— Start of TEXT SEGMENT —
The position left by the passing of the late Tony Costello has been filled.

Las Positas College athletic director Dyan Miller announced on Thursday Sept. 5,  she had hired a new men’s basketball coach: Lon Rork.

“I’m incredibly excited to be here,” Rork said. “I’m humbled that I was given the opportunity to be the head coach.”

Rork spent the last seven years as an assistant coach for the Diablo Valley College men’s basketball team. There he served under Steve Coccimiglio, a staple in Bay Area basketball. Coccimiglio was very supportive of his former assistant coach.

“Las Positas is an attractive school in an attractive area,” Coccimiglio said. “It’s going to be hard following tony, because  tony was a phenomenal coach and a phenomenol person, but if anyone can do it Lon can do it.”

But Rork’s coaching roots go back to the University of Dallas, where in 2000 he started out as the head coach of the men’s and women’s tennis team. He also coached the men’s and women’s cross country team. All of this was required for Rork to become a full-time staff member and be an assistant coach for the basketball team.

In 2002, Rork left Dallas for Moraga, taking over as the director of basketball operations at Saint Mary’s College. He stayed at Saint Mary’s, under noted Division I coach Randy Bennett, until 2006. Rork said it was with the Gaels he saw how to build a program.

His time at DVC assured him he’d found the right setting to establish his career.

“Becoming a head coach has always been my goal,” Rork said. “Once I got to the junior college level, I knew this was the level I wanted to be at.”

One of Rork’s reasons the community college level was perfect for him is a core value familiar to the LPC athletics community: Family. Being a coach means that you travel a lot, and Rork didn’t want to miss any of the key moments in his daughters’ lives.

Just like Costello, Rork also places importance on his student’s ability to do well in the classroom as well as off the court.  His philosophies are very similar to those of the Costello, but it’s clear, Rork is his own man.

With his first official week underway, Miller, said she can’t wait to see the impact Rork has on his players.

“We think we made a great choice,” Miller said. “The cream rises to the top. We think Lon is going to pick up where Tony left off. I think he’s going to enrich the program.”
— End of TEXT SEGMENT —
— Start of DATA SEGMENT —
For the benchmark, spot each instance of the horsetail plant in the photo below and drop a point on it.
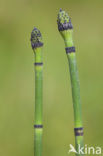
(37, 44)
(66, 30)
— End of DATA SEGMENT —
GOAL: In the article about the new men's basketball coach, where did Lon Rork work as an assistant coach for the last seven years?

TASK RESPONSE: He was an assistant coach for the Diablo Valley College men's basketball team.